| SELECTED PASSAGE |
────

Nuclear could be a powerful tool to address rising greenhouse-gas emissions. But to get there, the industry needs to raise its game. Photo via Pexels

I argued previously that nuclear power can help the world deal with two related challenges: energy security and climate change. I still think that is the case.

McKinsey & Company, where I worked for more than 30 years, also recently turned to the topic. The authors agreed that nuclear can play a significant role in decarbonization, and noted that there were some encouraging trends, even in markets, such as the United States, where new plants are thin on the ground. And then the authors asked a critical question: “Can the industry reverse the trend of exceeding budgets and timelines while scaling up fast enough to rise to the climate challenge?”

That query got me thinking. To me, the case for nuclear is clear and compelling. Given that electricity demand could triple by 2050, the need for low-emission and constant power is acute. Nuclear fits that bill. Other sources either emit much more (coal, gas, oil) or are intermittent (wind, solar). Little new hydro is being built. Nothing else is at anything like scale.

────

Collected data
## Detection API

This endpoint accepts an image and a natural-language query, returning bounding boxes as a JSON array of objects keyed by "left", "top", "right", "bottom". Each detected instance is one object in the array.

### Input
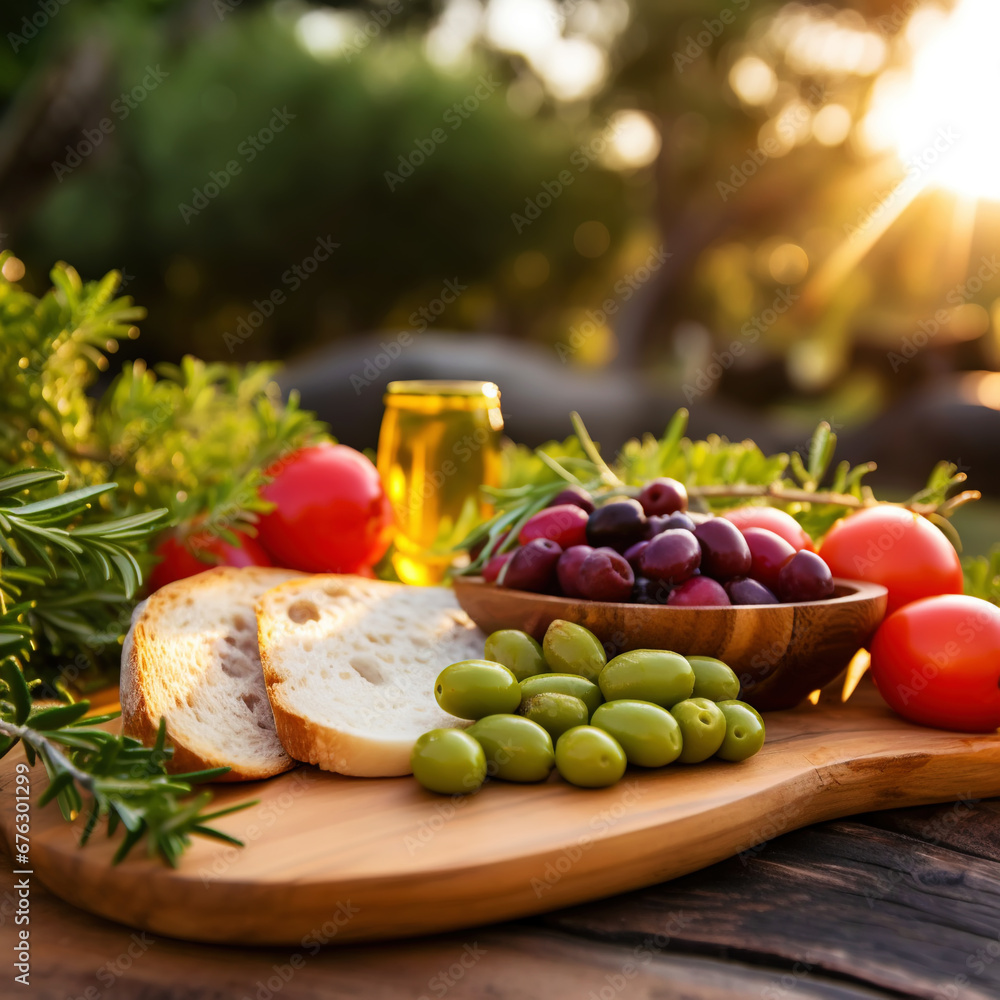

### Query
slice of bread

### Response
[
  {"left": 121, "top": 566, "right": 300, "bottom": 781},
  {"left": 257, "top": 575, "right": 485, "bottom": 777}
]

────

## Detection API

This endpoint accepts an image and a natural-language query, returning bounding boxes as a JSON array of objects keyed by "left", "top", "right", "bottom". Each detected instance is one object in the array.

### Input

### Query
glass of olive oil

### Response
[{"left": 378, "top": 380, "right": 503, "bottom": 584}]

────

| REQUIRED TASK |
In the passage about nuclear power, which other power sources are said to either emit much more or be intermittent? List each one.

| RIGHT ANSWER |
Coal, gas, oil, wind, solar